Reproduce all of the material exactly as shown.

****************************************

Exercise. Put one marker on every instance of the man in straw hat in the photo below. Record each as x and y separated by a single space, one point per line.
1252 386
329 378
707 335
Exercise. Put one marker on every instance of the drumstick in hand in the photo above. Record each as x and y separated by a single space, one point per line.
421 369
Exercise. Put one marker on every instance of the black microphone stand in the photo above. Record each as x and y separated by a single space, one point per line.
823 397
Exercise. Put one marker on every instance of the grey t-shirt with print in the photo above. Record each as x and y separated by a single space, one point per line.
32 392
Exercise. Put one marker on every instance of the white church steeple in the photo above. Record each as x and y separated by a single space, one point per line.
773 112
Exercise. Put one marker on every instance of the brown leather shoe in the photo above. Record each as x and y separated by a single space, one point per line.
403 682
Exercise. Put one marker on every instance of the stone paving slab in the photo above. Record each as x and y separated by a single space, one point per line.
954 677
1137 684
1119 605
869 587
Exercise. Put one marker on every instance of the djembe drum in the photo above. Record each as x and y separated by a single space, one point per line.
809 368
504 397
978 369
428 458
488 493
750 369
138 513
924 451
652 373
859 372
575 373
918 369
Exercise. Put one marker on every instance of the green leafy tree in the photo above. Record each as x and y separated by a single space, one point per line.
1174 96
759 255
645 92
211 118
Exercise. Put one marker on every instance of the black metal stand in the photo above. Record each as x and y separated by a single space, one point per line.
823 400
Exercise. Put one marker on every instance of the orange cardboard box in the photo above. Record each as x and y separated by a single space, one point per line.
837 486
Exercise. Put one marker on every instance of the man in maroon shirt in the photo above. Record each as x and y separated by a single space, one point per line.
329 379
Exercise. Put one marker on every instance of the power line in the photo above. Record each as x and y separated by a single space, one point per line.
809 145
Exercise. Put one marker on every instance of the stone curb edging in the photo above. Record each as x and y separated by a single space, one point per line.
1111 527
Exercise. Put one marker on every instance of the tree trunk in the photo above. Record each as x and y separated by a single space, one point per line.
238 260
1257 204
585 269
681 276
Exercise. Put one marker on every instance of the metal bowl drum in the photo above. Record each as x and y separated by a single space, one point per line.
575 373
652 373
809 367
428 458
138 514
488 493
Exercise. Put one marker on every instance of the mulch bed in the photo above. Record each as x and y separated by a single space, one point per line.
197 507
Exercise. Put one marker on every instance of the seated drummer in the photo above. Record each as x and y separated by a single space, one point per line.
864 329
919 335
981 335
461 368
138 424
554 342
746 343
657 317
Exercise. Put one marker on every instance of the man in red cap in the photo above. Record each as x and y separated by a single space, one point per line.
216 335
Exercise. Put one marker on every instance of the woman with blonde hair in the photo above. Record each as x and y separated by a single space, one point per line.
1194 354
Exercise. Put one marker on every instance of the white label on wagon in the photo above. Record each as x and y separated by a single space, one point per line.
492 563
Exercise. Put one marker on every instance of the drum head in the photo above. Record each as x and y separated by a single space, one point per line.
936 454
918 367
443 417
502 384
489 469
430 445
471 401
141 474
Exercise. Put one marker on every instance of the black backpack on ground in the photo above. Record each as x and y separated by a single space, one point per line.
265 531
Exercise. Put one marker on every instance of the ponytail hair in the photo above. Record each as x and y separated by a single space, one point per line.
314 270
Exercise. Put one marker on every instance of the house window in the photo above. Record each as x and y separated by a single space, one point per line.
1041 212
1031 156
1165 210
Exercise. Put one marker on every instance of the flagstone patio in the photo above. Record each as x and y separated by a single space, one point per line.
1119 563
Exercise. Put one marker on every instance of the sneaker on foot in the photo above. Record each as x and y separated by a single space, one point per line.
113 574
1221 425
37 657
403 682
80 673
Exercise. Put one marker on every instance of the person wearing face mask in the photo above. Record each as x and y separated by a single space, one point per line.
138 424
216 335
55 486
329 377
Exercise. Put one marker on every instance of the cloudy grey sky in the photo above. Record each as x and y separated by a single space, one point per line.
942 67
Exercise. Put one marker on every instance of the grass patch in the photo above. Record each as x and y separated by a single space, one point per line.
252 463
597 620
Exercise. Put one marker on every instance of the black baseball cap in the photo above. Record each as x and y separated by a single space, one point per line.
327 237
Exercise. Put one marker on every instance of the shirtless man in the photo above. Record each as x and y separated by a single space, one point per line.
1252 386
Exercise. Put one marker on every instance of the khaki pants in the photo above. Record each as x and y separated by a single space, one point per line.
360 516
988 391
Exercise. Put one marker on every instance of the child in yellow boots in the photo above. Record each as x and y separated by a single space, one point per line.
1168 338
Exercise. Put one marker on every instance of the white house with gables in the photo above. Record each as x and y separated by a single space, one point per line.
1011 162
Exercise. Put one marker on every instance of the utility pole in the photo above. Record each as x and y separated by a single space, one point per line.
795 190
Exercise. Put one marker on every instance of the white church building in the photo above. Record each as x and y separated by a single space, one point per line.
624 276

****************************************

* Task response
Exercise. Put one marker on every instance of the man in straw hat in the photo below. Record each as x and y separated by a single space, one point per line.
1252 386
329 378
707 335
Exercise. Put one marker on every instance of the drumstick in hand in the photo above. Record each as x and y separated by a single space, one point per line.
421 369
Exercise. Put one marker on every instance of the black microphone stand in the photo above. Record each as x and y separated by a single space, one point per line.
823 397
Exercise. Put one marker on every instance of the grey t-shirt with print in the photo above. Record each as x and y separated by a single space, one point per line.
32 392
Exercise. Put one marker on every instance of the white church steeple in the photo above. Record each as x and y separated by a single space, one point per line.
773 112
Exercise. Put one marker on every instance of the brown leather shoe in the photo above. Record each as x and y separated by a single space, one point per line.
403 682
Exercise. Put one marker on every instance of the stone paving slab in the photo above. Record each as x and y separated by a single space, one point per line.
954 677
1137 684
1119 605
869 587
Exercise. Put one marker on every instance of the djembe drum in the photo above. Record each as x and y separated by a single space, one point per line.
809 368
504 397
978 369
428 458
488 493
750 369
138 513
924 451
652 373
859 372
575 373
918 369
Exercise. Put one marker on every instance of the green leafy tree in the photo above. Record each as x and y separated by a single space, one point per line.
1174 96
759 255
645 92
211 118
Exercise. Put one marker on every instance of the black metal stand in the photo above. Record each as x and y separated by a single space, one point per line.
823 400
Exercise. Put one marker on every instance of the orange cardboard box in the photo above. Record each as x and y separated by a single space, one point per line.
837 486
Exercise. Put one marker on every instance of the man in maroon shirt in the photo above. Record each as x and y separated by a single space, one point per line.
329 379
Exercise. Put one marker on every instance of the power line in the photo above. Record each as x and y separated by a single space, one point per line.
809 145
Exercise. Put one marker on every instance of the stone curb edging in the photo above. Record each as x and y separated by a single space, one point per line.
1111 527
Exercise. Put one marker on every instance of the tree trunk in the photo above. Record each as x and y separated by a single space, one point per line.
238 260
1257 204
585 269
681 276
Exercise. Put one marker on every instance of the metal bowl drum in the photo above. Record each as x and y separated by a single space, one point per line.
575 373
652 373
809 367
428 458
138 514
488 493
Exercise. Put one marker on every instance of the mulch bed in the photo above. Record each as x and y separated by a single space, one point per line.
197 507
Exercise. Put one marker on every instance of the seated drummer in the photo above. Record each as x and y separated by a single space, one point per line.
864 329
919 335
981 335
461 368
138 424
554 342
746 343
657 317
Exercise. Put one marker on every instance of the man in red cap in the photo above. Record each as x and y separated by a single space, one point per line.
216 335
Exercise. Put one marker on every instance of the woman with blonde hair in the photo above. Record each as x and y separated by a single space, one point per line.
1194 354
Exercise. Put one marker on every instance of the white label on wagon in the photo above. Record each as x and y separated by a single space, one point per line.
492 563
Exercise. Put one marker on every instance of the drum head in the photo above. Record each as x and y separated by a single space, one point per line.
936 454
918 367
443 417
502 384
489 469
430 445
471 401
141 474
Exercise. Put one marker on every instance of the black backpack on ground in the photo above. Record each as x and y separated by a single space, one point per line.
265 531
Exercise. Put one marker on every instance of the ponytail hair in the photo above. Record each as x and y separated by a single space, one point per line.
314 270
Exercise. Put one marker on every instance of the house window in the photo above. Record each as x and y separated by a single space, one point per line.
1041 212
1031 156
1165 210
Exercise. Put one marker on every instance of the flagstone patio in the photo above. Record each as x and y separated by a single space, one point per line.
1119 563
Exercise. Put one marker on every instance of the sneaker on foot in the photo above. Record each as x and y separated by a single space, one point per line.
113 574
1221 425
37 657
403 682
80 673
Exercise. Put one marker on every instance of the person wearing face mask in the photo above. Record each as x and y separated by a single space, one point per line.
138 424
216 335
55 486
329 377
Exercise. Put one marker on every instance of the cloudy grey sky in the photo above. Record each as x and y separated by a single space, one point per line.
942 67
Exercise. Put one marker on every instance of the grass patch in the photo above. Record each as x and y separated by a single space, one point per line.
252 463
597 620
Exercise. Put one marker on every instance of the black baseball cap in the photo above. Record each as x and y separated by a single space, one point per line.
327 237
Exercise. Put one marker on every instance of the shirtless man in the photo above. Record each as x and y separated by a single space, one point per line.
1252 386
Exercise. Put one marker on every instance of the khaki pants in the photo above. Record each as x and y separated by a single space, one point per line.
360 516
988 391
Exercise. Put one marker on every instance of the child in yellow boots in the photo above. Record each as x and y separated by a single space, one point per line.
1168 338
Exercise. Put one marker on every instance of the white house with gables in the photo above. Record each as x and y separated by a single space, one point per line.
1011 162
Exercise. Put one marker on every instance of the utility pole in the photo above. Record each as x and y separated by a single space, one point per line.
795 190
Exercise. Put one marker on every instance of the white church building in the photo above. Record each as x and y separated by a single space, one point per line.
624 276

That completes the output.